| TASK INPUTS |
——
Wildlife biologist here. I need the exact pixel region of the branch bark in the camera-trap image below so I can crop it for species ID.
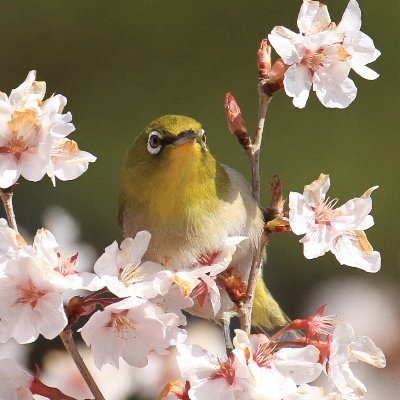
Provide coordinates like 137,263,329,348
0,187,19,233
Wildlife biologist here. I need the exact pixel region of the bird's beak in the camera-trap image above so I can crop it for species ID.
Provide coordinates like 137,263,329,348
173,130,200,146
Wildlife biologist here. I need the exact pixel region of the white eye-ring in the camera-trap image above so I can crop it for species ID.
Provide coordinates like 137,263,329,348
200,129,207,143
147,131,162,155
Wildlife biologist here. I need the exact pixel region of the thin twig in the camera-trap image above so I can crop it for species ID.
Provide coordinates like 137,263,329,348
60,329,105,400
247,90,272,204
0,188,18,233
238,231,269,335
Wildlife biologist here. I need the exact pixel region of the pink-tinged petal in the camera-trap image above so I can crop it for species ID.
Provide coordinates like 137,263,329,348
352,64,379,81
18,144,50,182
343,31,381,68
331,197,372,231
53,151,96,181
268,26,303,65
50,123,75,137
94,241,119,276
38,293,68,340
300,225,331,260
297,0,331,35
337,0,361,32
303,173,331,208
33,228,59,269
331,231,381,272
9,71,36,106
283,64,312,108
117,231,151,267
42,94,67,116
0,154,20,189
349,336,386,368
313,73,357,108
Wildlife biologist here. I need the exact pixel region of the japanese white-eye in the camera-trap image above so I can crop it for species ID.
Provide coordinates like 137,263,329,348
119,115,286,329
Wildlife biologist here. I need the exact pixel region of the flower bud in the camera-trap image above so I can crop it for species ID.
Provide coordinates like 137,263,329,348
257,39,271,79
225,93,251,150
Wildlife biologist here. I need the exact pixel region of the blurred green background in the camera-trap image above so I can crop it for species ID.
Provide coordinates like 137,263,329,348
0,0,400,396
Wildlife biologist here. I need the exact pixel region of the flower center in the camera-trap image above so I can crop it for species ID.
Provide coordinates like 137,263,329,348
303,49,327,71
54,253,78,276
312,197,339,226
52,139,79,156
119,263,141,286
16,281,44,308
253,342,273,368
106,310,136,340
211,357,236,386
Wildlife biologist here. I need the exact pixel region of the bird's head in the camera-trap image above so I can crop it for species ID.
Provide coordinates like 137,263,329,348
121,115,229,220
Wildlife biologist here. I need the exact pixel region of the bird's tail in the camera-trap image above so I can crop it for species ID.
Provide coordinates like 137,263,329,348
251,276,290,331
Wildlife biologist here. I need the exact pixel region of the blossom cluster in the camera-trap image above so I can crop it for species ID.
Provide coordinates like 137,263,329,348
0,71,96,188
289,174,381,272
161,307,386,400
268,0,380,108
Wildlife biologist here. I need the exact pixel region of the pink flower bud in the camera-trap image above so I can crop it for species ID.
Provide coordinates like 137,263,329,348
225,93,251,150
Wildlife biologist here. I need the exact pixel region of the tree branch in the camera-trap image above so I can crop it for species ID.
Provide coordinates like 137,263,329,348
0,187,18,233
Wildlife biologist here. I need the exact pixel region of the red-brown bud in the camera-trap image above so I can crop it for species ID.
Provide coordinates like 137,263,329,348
262,58,289,96
218,268,247,304
257,39,271,79
225,93,251,150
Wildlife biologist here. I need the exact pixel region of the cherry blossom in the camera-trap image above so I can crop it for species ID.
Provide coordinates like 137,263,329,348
268,0,380,108
0,358,33,400
233,329,322,400
80,297,185,369
326,323,386,399
0,71,95,188
0,255,67,343
177,344,250,400
289,174,380,272
94,231,172,299
33,228,104,291
46,138,96,186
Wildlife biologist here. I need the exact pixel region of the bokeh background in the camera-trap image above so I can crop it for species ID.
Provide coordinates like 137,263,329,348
0,0,400,400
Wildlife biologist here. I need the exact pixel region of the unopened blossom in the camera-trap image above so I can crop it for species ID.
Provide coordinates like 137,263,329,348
326,323,386,399
173,236,246,315
33,228,104,291
289,174,381,272
47,138,96,186
177,344,250,400
94,231,172,299
268,0,380,108
80,297,185,369
0,71,94,188
233,329,322,400
0,218,24,275
0,358,33,400
0,255,67,343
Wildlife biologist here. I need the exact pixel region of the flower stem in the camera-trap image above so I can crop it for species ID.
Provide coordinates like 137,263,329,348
60,329,105,400
0,187,18,233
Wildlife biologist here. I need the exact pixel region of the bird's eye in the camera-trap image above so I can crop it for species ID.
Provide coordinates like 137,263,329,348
200,129,207,143
147,131,162,155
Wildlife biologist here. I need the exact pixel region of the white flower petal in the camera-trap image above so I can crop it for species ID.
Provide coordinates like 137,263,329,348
297,0,331,35
283,64,312,108
352,64,379,81
337,0,361,32
313,73,357,108
268,26,303,65
331,231,381,272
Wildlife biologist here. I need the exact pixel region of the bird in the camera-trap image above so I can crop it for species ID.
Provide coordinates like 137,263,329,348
119,115,287,330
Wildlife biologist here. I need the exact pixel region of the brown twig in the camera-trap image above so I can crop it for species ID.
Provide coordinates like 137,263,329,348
0,187,18,233
60,329,105,400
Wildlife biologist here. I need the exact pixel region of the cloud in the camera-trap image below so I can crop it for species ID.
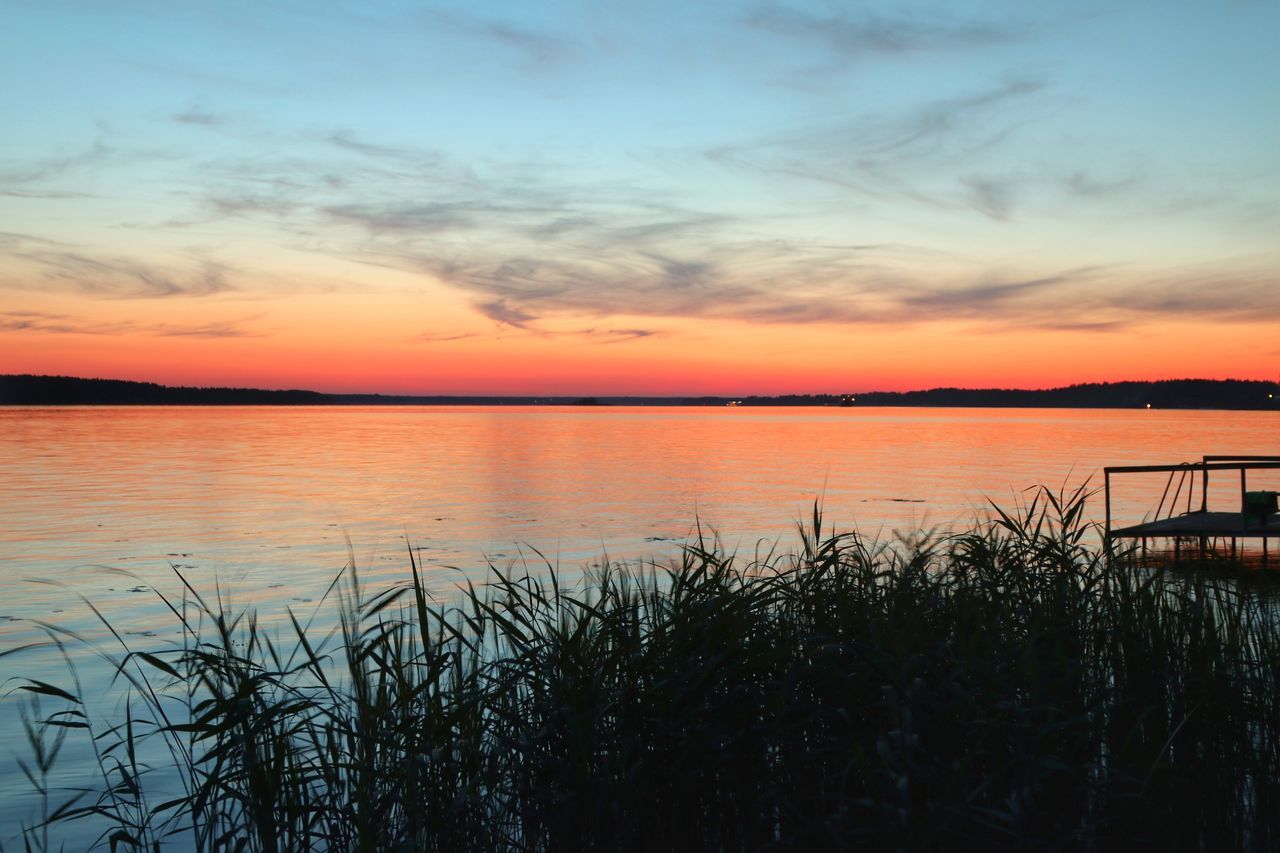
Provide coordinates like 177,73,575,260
704,79,1048,208
0,138,119,184
476,300,538,329
0,311,262,338
0,234,236,298
746,5,1029,58
169,106,230,127
961,175,1021,222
——
| WHAT TO PRODUCE |
Could you scale only the lines between the ones holding "of the blossom" and "0,0,400,400", inclusive, giving them all again with the requests included and every coordinate in the answers multiplied by 1.95 and rounded to a whole number, halves up? Keep the numbers in the requests and their format samples as they are.

| FULL SOLUTION |
Wildlife biologist here. I need the exact pixel region of the blossom cluster in the camera-trap image above so I can crop it for species ID.
Provide coordinates like 137,263,329,348
0,138,187,367
564,339,743,530
314,599,753,780
523,0,741,211
Wildlife biologist here. I need the exact pixel region of the pink flower bud in the camera-trap image above so I can crop it for species ID.
Provide coordinates like 137,263,329,348
439,181,489,293
Wildlife biologist here. I need the exact pixel region of the tree branch in the camera-trap image above so I can crop it for species ID.
Provide coordinates like 137,263,329,348
0,365,35,454
Wildlife biologist here. I need the exact pixel region of the red-brown bud in the camera-trap image above so I can crop it for species ID.
Provide coordinates like 137,263,329,348
511,113,564,187
425,523,482,593
501,76,528,154
439,181,489,293
Wildlife biologist here. I need the exact pixel region of the cherry blossom in the camera-trap image above so I can crop it for species ID.
Provide coordinates like 137,263,329,348
523,0,741,211
0,698,64,780
454,642,628,780
156,579,361,720
636,630,753,778
0,138,185,367
0,497,131,669
345,671,488,780
564,339,741,530
183,450,335,583
64,445,203,567
90,269,187,363
Wildlife biologist here. I need the exact pixel region of the bokeh background in the camera-trap image above so I can crop it for species ID.
Provide coordinates like 137,263,329,348
0,0,780,780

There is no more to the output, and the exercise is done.